Top of DATA SHOWN
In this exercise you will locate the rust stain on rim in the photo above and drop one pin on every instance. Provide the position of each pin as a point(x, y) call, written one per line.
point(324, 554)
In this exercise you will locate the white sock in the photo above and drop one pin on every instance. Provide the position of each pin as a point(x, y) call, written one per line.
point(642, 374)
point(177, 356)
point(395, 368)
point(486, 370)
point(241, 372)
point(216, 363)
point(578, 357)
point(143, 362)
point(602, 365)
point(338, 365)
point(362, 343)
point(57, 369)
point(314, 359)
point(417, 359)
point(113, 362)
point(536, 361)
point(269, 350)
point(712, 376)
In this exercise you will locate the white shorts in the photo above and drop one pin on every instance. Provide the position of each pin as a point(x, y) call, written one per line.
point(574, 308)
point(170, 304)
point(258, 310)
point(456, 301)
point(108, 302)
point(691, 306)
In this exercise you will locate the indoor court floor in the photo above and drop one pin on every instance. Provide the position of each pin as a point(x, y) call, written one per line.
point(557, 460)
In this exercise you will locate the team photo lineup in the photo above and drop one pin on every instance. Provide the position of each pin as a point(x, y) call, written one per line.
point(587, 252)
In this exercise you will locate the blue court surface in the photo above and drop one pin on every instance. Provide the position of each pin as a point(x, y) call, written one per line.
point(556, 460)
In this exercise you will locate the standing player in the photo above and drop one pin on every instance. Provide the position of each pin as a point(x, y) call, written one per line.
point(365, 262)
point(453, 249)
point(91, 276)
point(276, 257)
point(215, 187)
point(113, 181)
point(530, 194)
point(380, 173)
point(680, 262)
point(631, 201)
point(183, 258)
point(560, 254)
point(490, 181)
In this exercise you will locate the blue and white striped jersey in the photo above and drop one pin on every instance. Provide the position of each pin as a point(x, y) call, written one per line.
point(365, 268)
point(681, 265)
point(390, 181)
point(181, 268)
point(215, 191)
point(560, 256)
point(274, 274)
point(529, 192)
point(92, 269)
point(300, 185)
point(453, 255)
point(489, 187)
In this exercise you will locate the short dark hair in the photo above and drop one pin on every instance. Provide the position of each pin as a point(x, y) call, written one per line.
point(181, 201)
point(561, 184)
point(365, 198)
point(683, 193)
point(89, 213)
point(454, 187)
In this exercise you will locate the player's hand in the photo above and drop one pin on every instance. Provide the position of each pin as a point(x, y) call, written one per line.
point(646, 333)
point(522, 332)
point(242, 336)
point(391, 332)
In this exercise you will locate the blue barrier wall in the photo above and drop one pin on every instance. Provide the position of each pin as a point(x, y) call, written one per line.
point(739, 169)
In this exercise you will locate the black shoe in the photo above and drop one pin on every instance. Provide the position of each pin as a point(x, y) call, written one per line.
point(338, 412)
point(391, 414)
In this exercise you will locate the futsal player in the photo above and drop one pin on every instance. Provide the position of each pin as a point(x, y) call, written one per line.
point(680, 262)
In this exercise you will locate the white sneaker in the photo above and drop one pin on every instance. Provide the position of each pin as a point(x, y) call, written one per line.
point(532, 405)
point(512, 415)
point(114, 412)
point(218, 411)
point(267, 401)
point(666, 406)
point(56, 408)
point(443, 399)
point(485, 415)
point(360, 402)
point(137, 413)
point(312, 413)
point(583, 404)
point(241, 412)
Bottom of DATA SHOWN
- DIRECTIONS -
Print the data above again, with nothing altered and nothing left out.

- EXERCISE SOLUTION -
In this exercise you will locate the rust stain on rim in the photo above and drop one pin on every instance. Provide the position of each pin as a point(x, y) call, written one per line.
point(324, 554)
In this exercise you will locate the white sock in the photo above and drop one pin on every instance. Provide the position of each pin as a point(x, y) call, written one per line.
point(642, 374)
point(177, 356)
point(395, 368)
point(486, 370)
point(241, 372)
point(216, 363)
point(578, 357)
point(143, 362)
point(602, 365)
point(338, 365)
point(362, 343)
point(57, 369)
point(314, 359)
point(417, 359)
point(113, 362)
point(536, 361)
point(269, 350)
point(712, 376)
In this exercise you will locate the white shorts in the photo above and drop one pin on every instance. Provide the position of each pin as a point(x, y) call, written one per line.
point(574, 308)
point(170, 304)
point(258, 310)
point(456, 301)
point(108, 302)
point(691, 306)
In this exercise you will locate the indoor court floor in the photo above and drop one pin on every instance. Provide the position of each pin as a point(x, y) call, written one per line.
point(557, 460)
In this exercise you will locate the team photo lineup in the photo above and drop one pin on every instance. Provide the position of each pin as a point(x, y) call, written one per line.
point(587, 252)
In this exercise you will locate the blue court surface in the photo above and drop one pin on every instance. Provide the position of each pin as a point(x, y) call, written one per line.
point(556, 460)
In this exercise you will locate the standing player in the photo above and drop one pin on every instance. Provide the position of each pin as a point(x, y) call, written one per line.
point(365, 262)
point(453, 249)
point(91, 276)
point(276, 257)
point(215, 187)
point(113, 181)
point(530, 194)
point(380, 173)
point(680, 262)
point(631, 201)
point(183, 258)
point(560, 254)
point(490, 181)
In this exercise you will locate the blue and white striped jersey in the photo above and drop one pin on every instance. Provide the position of each pin as a point(x, y) call, written one per line.
point(365, 268)
point(681, 265)
point(390, 181)
point(181, 268)
point(215, 191)
point(560, 256)
point(274, 274)
point(529, 192)
point(92, 269)
point(300, 185)
point(453, 255)
point(489, 187)
In this exercise you will locate the short dark hair in the photo above and drop one pin on every instance. Provide the position of each pin as a point(x, y) call, written one per line.
point(181, 201)
point(561, 184)
point(365, 198)
point(683, 193)
point(89, 213)
point(454, 187)
In this exercise you will locate the player's hand in the photo above and drop one pin on every instance. Provide the position of each pin as a point(x, y) call, written one per line.
point(646, 333)
point(522, 332)
point(242, 336)
point(391, 332)
In this exercise you will locate the blue barrier wall in the photo above and drop one pin on every instance. Provide the position of each pin as a point(x, y) call, written one per line.
point(739, 169)
In this exercise you will locate the black shoe in the photo above and drop one pin on every instance. Provide the position of each pin as a point(x, y) call, written one per line.
point(338, 412)
point(391, 414)
In this exercise you will locate the futsal player in the photo above and drop one pin on every instance. Provide the position of each pin as a point(x, y) call, written one per line.
point(680, 262)
In this exercise you will locate the white sneaker in the photo above and drop one pin on every instance. Provide the position of each pin as a point(x, y) call, written one per line.
point(532, 405)
point(512, 415)
point(114, 412)
point(218, 411)
point(267, 401)
point(666, 406)
point(56, 408)
point(443, 399)
point(485, 415)
point(360, 402)
point(137, 413)
point(312, 413)
point(583, 404)
point(241, 412)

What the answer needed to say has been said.